◆ Page extract ◆
More details and the motivation behind this approach are given here.
In November 2018, two solutions were submitted to MPEG in response to its Call for Proposals (CfP) on new video coding technology with «simplified coding structure and an accelerated development time of 12 months» [ source]. Two months later, at its January 2019 meeting, MPEG evaluated both proposals [ report] and selected the one by Samsung, Huawei, and Qualcomm (a description of which is provided here) as the starting point of the EVC standardization. The relevant EVC documents are provided on the following web pages. Note that an MPEG user name and password are required to access these pages, which implies that this standardization is essentially closed-source.
In its first revision, MPEG-5 EVC roughly matches the joint MPEG-H/ITU-T HEVC in both objective (PSNR) and subjective (visual quality) performance when operated in its so-called Baseline profile setup, at least according to the CfP evaluation. Its Main profile configuration, however, was verified to already deliver 24 % better coding efficiency than HEVC, which may increase by a few percent until the end of EVC's development.
(Update Oct. 2019 ETM 3.0 provides about 26 % rate reduction over HEVC [ source], which should be very close to the final performance that this coding standard will offer.) Note that this value remains roughly 13 % short of the latest results for MPEG-I VVC. The next few years will show which of these two codecs will achieve a wider market adoption. I will update this section once the EVC codec software has been published. By then, the specification text will have become available as ISO/IEC standard 23094-1.

◆ Records supplied ◆
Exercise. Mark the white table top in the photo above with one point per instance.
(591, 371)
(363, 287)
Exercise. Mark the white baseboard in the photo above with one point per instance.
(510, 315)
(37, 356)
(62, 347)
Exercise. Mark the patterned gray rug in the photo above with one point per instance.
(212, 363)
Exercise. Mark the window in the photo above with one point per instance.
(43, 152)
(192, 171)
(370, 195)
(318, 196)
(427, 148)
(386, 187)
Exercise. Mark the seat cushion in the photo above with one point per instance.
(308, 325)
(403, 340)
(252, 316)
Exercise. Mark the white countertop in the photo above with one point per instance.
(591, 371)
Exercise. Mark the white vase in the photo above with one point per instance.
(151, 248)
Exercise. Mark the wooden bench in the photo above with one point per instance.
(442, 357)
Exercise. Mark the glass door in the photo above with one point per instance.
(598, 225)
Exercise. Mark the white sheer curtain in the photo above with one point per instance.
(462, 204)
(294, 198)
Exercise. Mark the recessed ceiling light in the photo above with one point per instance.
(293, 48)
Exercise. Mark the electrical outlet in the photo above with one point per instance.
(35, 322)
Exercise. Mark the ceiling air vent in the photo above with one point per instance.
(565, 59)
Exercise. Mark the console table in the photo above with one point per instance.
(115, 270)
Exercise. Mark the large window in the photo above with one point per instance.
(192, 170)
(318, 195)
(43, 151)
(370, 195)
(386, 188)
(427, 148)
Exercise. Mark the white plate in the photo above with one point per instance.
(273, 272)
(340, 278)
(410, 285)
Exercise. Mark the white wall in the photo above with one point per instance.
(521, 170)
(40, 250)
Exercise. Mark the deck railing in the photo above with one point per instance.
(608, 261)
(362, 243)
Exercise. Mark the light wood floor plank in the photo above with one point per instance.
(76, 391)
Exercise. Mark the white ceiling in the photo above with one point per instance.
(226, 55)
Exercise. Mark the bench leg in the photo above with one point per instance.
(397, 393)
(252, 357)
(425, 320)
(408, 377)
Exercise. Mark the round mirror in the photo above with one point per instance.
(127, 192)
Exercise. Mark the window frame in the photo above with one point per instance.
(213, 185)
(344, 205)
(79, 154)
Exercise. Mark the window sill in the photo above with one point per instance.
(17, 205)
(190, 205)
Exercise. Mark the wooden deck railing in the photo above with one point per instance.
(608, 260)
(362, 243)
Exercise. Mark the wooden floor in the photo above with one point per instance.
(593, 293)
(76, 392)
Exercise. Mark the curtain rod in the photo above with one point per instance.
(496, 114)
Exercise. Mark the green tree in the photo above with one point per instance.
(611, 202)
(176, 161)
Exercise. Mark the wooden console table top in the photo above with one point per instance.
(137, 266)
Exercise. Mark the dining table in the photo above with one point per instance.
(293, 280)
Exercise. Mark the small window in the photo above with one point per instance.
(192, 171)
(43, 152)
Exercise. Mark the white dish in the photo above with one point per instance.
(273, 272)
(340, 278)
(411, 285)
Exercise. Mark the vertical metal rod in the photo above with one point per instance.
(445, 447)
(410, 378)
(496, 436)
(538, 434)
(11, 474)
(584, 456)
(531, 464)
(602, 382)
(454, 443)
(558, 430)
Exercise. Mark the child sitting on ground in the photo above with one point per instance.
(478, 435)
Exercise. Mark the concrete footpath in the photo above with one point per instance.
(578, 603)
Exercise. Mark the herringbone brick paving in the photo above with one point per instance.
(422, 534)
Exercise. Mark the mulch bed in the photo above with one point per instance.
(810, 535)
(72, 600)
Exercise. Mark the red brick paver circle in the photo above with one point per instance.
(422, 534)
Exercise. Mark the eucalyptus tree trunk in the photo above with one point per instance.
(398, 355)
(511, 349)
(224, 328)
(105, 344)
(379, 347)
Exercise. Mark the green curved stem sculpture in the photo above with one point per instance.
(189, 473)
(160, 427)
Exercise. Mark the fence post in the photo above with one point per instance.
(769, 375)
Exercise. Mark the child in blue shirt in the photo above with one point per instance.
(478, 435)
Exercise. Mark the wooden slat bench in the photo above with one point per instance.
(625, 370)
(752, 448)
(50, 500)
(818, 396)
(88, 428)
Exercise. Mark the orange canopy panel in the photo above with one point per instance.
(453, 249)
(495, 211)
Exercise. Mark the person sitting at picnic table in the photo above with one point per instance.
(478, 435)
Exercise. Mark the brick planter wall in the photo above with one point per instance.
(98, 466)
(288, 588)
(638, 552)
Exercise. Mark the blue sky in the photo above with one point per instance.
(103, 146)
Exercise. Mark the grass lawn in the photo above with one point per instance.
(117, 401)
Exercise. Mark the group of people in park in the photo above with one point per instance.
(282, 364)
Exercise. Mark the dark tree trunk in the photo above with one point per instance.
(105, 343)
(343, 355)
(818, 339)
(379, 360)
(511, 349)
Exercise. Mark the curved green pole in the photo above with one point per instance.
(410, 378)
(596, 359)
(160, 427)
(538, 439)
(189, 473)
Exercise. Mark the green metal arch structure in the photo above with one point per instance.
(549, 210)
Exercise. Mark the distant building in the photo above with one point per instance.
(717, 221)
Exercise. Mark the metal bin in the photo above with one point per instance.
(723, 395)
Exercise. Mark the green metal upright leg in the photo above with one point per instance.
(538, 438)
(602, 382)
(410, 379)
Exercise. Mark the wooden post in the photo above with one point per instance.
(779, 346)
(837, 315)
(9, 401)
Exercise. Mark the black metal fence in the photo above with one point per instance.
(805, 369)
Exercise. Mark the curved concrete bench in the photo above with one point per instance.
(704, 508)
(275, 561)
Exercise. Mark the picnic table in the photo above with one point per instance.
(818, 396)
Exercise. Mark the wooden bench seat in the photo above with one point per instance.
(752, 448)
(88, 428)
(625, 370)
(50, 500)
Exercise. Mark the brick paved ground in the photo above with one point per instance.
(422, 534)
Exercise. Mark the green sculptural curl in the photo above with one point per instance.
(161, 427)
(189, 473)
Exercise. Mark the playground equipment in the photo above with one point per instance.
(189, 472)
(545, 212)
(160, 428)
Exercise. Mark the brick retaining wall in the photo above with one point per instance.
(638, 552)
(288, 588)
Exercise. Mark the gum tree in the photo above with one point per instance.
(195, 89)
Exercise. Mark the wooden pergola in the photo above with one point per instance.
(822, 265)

◆ What you need to do ◆
1/ According to the MPEG-5 EVC passage, why is the EVC standardization essentially closed-source? Answer in one to three sentences.
2/ Translate the following sentence from the MPEG-5 EVC passage into German: "The next few years will show which of these two codecs will achieve a wider market adoption."
3/ Continue the MPEG-5 EVC passage, beginning after its final sentence.

◆ Answer list ◆
1/ The EVC standardization is essentially closed-source because access to the web pages containing the relevant EVC documents requires an MPEG user name and password.

2/ Die nächsten Jahre werden zeigen, welcher dieser beiden Codecs eine breitere Marktakzeptanz erreichen wird.

3/
MPEG-H High Efficiency Video Coding, also Standardized as ITU-T H.265 2010–2015
Employing the finalized High Efficiency Video Coding (HEVC) specification in ISO/IEC 23008-2 and ITU-T H.265 currently is the most efficient way to compress moving pictures, especially high-resolution HD and UHD video. Developed mainly between 2010 and 2013, with some screen content and 3D coding extensions added after 2013, HEVC achieves an increase of about 50 % in perceptual compression efficiency over previous coding standards like H.264 [ source]. In other words, averaged across several coded video sequences, HEVC provides roughly the same subjective video quality as the older coding formats, and it does so using encoded bit-streams which are only half as large. This performance boost is what allowed, for the first time, the delivery of high-quality UHD video to consumers via broadcasting, streaming, and UHD Blu-Ray disc.
As of 2018, hardware-based HEVC decoding is supported by most TVs, set-top boxes, video players, computers, tablets, and even smartphones. The best freely and publicly usable HEVC encoder is maintained by the x265 project team and is located here:
Of course, the HEVC reference encoding/decoding software is also publicly available. HEVC, as described above, is the predecessor of the VVC standard, and most of its underlying technology can still be found in the current draft of the VVC specification. In fact, all visual codecs discussed on this page use the exact same algorithmic building blocks which define a modern hybrid block transform video codec like HEVC. These are
a partitioner segmenting each component of the input into nonoverlapping blocks,
a prediction stage attempting intra- or inter-picture prediction of each input block,
a residual transform converting the prediction error into a spectral representation,
a quantizer mapping the residual transform values to a smaller set of coefficients,
an entropy coder applying lossless compression to the quantized coefficients, and
a few postfilters reducing blocking, denoising and ringing artifacts upon decoding.
Some codecs also add encoder-side prefilters to complement the decoder's postfilters. Note that modern audio codecs employ the same elements and that, in both audio and video coding, a second prediction stage may be used before or after the quantizer.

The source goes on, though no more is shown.